Turn every line of the listing into a numbered list, skipping any blank lines.

* Start Provided data *

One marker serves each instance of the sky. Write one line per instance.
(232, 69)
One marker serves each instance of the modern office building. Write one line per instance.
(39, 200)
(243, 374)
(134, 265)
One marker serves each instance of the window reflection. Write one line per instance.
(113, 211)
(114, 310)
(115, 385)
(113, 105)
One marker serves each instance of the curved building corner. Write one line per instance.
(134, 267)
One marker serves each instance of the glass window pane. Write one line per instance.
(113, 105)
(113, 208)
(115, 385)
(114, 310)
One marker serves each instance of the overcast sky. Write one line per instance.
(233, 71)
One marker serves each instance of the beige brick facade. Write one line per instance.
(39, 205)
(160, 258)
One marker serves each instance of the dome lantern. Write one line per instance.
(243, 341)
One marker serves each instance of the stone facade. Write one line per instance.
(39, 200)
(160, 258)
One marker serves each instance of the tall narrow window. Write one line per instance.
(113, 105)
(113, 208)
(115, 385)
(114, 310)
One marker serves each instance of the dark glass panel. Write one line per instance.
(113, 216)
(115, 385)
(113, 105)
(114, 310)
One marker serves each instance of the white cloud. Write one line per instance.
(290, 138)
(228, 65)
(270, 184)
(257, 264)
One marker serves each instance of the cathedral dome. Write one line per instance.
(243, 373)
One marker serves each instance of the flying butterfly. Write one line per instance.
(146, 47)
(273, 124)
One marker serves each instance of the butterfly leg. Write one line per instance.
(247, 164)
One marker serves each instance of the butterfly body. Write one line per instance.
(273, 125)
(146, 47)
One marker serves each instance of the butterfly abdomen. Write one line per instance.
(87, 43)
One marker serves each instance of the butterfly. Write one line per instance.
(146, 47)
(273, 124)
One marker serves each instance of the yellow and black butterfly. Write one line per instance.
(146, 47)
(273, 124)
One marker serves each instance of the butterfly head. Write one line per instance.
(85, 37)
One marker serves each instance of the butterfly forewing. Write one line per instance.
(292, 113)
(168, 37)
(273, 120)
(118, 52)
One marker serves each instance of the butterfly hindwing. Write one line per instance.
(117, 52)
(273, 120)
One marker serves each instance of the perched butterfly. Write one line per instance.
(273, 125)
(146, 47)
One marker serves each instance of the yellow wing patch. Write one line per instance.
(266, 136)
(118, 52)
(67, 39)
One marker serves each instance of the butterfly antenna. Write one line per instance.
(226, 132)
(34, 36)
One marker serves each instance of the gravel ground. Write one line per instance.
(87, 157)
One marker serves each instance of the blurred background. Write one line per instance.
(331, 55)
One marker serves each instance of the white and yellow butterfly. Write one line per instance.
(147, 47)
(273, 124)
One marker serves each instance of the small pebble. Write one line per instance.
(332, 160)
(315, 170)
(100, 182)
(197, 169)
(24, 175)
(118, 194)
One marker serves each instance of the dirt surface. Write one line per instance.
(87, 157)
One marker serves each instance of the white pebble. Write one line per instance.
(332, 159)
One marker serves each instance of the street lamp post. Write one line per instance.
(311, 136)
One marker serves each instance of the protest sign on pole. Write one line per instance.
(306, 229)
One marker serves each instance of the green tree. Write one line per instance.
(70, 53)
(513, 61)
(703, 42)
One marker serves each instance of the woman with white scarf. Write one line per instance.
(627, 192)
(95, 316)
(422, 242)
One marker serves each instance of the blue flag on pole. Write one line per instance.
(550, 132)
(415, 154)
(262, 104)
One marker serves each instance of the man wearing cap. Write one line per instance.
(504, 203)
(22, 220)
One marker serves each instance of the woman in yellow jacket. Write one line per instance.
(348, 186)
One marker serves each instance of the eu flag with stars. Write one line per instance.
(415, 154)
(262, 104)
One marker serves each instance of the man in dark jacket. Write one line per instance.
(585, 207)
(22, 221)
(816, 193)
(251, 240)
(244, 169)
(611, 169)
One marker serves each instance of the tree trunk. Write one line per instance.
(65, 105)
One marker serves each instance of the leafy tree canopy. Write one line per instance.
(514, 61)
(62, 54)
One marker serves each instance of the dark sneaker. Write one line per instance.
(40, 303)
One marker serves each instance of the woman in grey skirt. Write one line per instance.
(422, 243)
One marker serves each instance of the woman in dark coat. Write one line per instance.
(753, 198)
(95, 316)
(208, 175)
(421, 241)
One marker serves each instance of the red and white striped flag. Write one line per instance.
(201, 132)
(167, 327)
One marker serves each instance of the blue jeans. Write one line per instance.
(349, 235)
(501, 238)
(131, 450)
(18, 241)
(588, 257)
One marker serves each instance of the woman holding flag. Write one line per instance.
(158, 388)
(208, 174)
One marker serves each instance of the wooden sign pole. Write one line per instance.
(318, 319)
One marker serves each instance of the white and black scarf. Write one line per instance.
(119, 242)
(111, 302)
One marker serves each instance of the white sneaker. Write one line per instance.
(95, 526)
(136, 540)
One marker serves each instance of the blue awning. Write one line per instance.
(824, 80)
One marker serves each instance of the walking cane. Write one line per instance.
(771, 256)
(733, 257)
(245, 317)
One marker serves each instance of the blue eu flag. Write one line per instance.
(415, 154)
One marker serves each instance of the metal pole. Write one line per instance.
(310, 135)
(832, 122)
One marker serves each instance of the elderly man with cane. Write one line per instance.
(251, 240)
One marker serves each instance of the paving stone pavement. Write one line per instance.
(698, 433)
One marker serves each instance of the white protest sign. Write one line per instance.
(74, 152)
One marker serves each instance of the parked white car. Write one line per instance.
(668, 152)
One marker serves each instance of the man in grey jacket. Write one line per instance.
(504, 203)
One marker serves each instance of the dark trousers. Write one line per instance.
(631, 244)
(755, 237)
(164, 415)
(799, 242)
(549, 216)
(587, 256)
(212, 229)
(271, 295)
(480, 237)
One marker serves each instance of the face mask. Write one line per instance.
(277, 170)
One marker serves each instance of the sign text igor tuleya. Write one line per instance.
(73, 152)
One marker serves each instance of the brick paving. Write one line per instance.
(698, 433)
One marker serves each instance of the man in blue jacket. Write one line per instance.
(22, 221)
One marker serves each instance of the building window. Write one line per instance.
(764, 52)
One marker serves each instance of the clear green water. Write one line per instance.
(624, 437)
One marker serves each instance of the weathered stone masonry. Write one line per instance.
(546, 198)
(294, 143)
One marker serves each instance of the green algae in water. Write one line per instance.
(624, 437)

* End Provided data *

Solution for this problem -
1. One marker serves each instance of the sky. Write one line per instance.
2. (232, 69)
3. One marker serves each instance of the modern office building. Write one line per instance.
4. (39, 200)
5. (243, 374)
6. (134, 265)
7. One marker serves each instance of the window reflection. Write one line per instance.
8. (113, 211)
9. (114, 310)
10. (115, 385)
11. (113, 105)
12. One marker serves each instance of the curved building corner. Write one line per instance.
13. (134, 267)
14. One marker serves each instance of the glass window pane. Write one line per instance.
15. (113, 105)
16. (113, 208)
17. (115, 385)
18. (114, 310)
19. One marker serves each instance of the overcast sky. Write one line per instance.
20. (233, 71)
21. One marker serves each instance of the beige brick facade. Write one line per instance.
22. (39, 205)
23. (160, 258)
24. One marker serves each instance of the dome lantern. Write one line per instance.
25. (243, 341)
26. One marker serves each instance of the stone facade. Write one line per instance.
27. (39, 200)
28. (160, 258)
29. One marker serves each instance of the tall narrow window. Write one line per instance.
30. (113, 105)
31. (113, 208)
32. (115, 385)
33. (114, 310)
34. One marker serves each instance of the dark glass panel. Write one line per instance.
35. (113, 216)
36. (115, 385)
37. (113, 105)
38. (114, 310)
39. One marker serves each instance of the white cloud. Write one line per instance.
40. (290, 138)
41. (228, 65)
42. (270, 184)
43. (257, 264)
44. One marker serves each instance of the cathedral dome. Write one line per instance.
45. (243, 373)
46. One marker serves each instance of the flying butterfly. Write one line per instance.
47. (146, 47)
48. (273, 124)
49. One marker serves each instance of the butterfly leg. Write one line per instance.
50. (247, 164)
51. One marker serves each instance of the butterfly body. Write one line per instance.
52. (273, 125)
53. (146, 47)
54. One marker serves each instance of the butterfly abdomen. Write one line per instance.
55. (87, 43)
56. One marker serves each instance of the butterfly. Write one line per instance.
57. (146, 47)
58. (273, 124)
59. One marker serves each instance of the yellow and black butterfly. Write one line per instance.
60. (146, 47)
61. (273, 124)
62. One marker serves each instance of the butterfly head. Write one line per instance.
63. (85, 37)
64. One marker serves each instance of the butterfly forewing. Write one line per instance.
65. (292, 113)
66. (168, 37)
67. (273, 120)
68. (118, 52)
69. One marker serves each instance of the butterfly hindwing. Write one line per instance.
70. (117, 52)
71. (273, 120)
72. One marker serves each instance of the perched butterfly. Write one line per instance.
73. (273, 125)
74. (146, 47)
75. One marker serves each instance of the yellow wing patch. Write one line per instance.
76. (266, 136)
77. (118, 52)
78. (67, 39)
79. One marker serves each instance of the butterfly antenna. Write one line per instance.
80. (226, 132)
81. (34, 36)
82. One marker serves each instance of the gravel ground. Write one line per instance.
83. (87, 157)
84. One marker serves each instance of the blurred background. Write one line per instance.
85. (331, 55)
86. One marker serves each instance of the white and yellow butterfly. Write one line per instance.
87. (147, 47)
88. (273, 124)
89. One marker serves each instance of the small pebble. Write one line per instance.
90. (332, 160)
91. (315, 170)
92. (100, 182)
93. (197, 169)
94. (24, 175)
95. (118, 194)
96. One marker serves each instance of the dirt surface. Write one line per instance.
97. (87, 157)
98. One marker serves each instance of the white pebble. Write one line per instance.
99. (332, 159)
100. One marker serves each instance of the street lamp post. Write one line per instance.
101. (311, 136)
102. One marker serves each instance of the protest sign on pole. Write one line per instance.
103. (306, 229)
104. One marker serves each instance of the green tree. Write one line per instance.
105. (70, 53)
106. (513, 61)
107. (703, 42)
108. One marker serves each instance of the woman with white scarf. Write one line per instance.
109. (627, 192)
110. (95, 316)
111. (422, 242)
112. One marker serves each instance of the blue flag on pole. Write one line per instance.
113. (550, 132)
114. (415, 154)
115. (262, 104)
116. One marker serves each instance of the man wearing cap. Write one line per instance.
117. (504, 203)
118. (22, 220)
119. One marker serves each instance of the woman in yellow jacket. Write one line per instance.
120. (348, 186)
121. One marker serves each instance of the eu flag with stars. Write one line per instance.
122. (415, 154)
123. (262, 104)
124. One marker serves each instance of the man in dark jacket. Write one line per instance.
125. (585, 207)
126. (22, 221)
127. (816, 193)
128. (251, 240)
129. (244, 169)
130. (611, 169)
131. One marker serves each instance of the tree trunk. Write one line per instance.
132. (65, 105)
133. One marker serves each instance of the leafy tree canopy. Write one line per instance.
134. (514, 61)
135. (62, 54)
136. One marker serves each instance of the dark sneaker. Write one line per instance.
137. (40, 303)
138. One marker serves each instance of the woman in grey skirt. Write one line per instance.
139. (422, 243)
140. One marker serves each instance of the woman in dark coat. Write one line per instance.
141. (753, 198)
142. (95, 316)
143. (208, 175)
144. (421, 241)
145. One marker serves each instance of the red and white striped flag. Write one line per instance.
146. (201, 132)
147. (167, 327)
148. One marker serves each instance of the blue jeans. Write one line per instance.
149. (349, 235)
150. (501, 238)
151. (131, 450)
152. (18, 241)
153. (588, 257)
154. One marker serves each instance of the woman holding flag. Write one line per instance.
155. (158, 388)
156. (208, 174)
157. One marker serves each instance of the wooden sign pole. Write one line per instance.
158. (318, 319)
159. One marker serves each instance of the white and black scarf. Write one line per instance.
160. (119, 242)
161. (111, 302)
162. One marker serves each instance of the white sneaker. Write one line per instance.
163. (95, 526)
164. (136, 540)
165. One marker serves each instance of the blue awning. Write one line per instance.
166. (824, 80)
167. One marker serves each instance of the walking cane. Write one line per instance.
168. (771, 256)
169. (733, 257)
170. (245, 317)
171. One marker serves each instance of the blue eu flag. Write one line per instance.
172. (415, 154)
173. One marker serves each instance of the metal pole. Write one line per instance.
174. (310, 135)
175. (832, 122)
176. One marker serves each instance of the elderly man with cane. Write one line per instance.
177. (251, 240)
178. One marker serves each instance of the paving stone pavement. Write one line per instance.
179. (698, 433)
180. One marker serves each instance of the white protest sign. Write one line per instance.
181. (74, 152)
182. One marker serves each instance of the parked white car. Write one line per instance.
183. (668, 152)
184. One marker serves each instance of the man in grey jacket. Write one line per instance.
185. (504, 203)
186. One marker serves each instance of the dark trousers. Write one line per instance.
187. (631, 244)
188. (755, 237)
189. (164, 415)
190. (799, 242)
191. (549, 216)
192. (587, 256)
193. (212, 229)
194. (271, 295)
195. (480, 237)
196. One marker serves each instance of the face mask. Write one line per instance.
197. (277, 170)
198. One marker serves each instance of the sign text igor tuleya. Write one line per instance.
199. (73, 152)
200. One marker serves each instance of the brick paving. Write one line per instance.
201. (698, 433)
202. One marker serves each instance of the man in blue jacket. Write one line per instance.
203. (22, 221)
204. One marker serves each instance of the building window. Write one line per instance.
205. (764, 52)
206. One marker serves each instance of the clear green water. Write one line per instance.
207. (624, 437)
208. One marker serves each instance of the weathered stone masonry. Write one line per instance.
209. (546, 198)
210. (294, 143)
211. One marker serves each instance of the green algae in water. Write one line per instance.
212. (624, 437)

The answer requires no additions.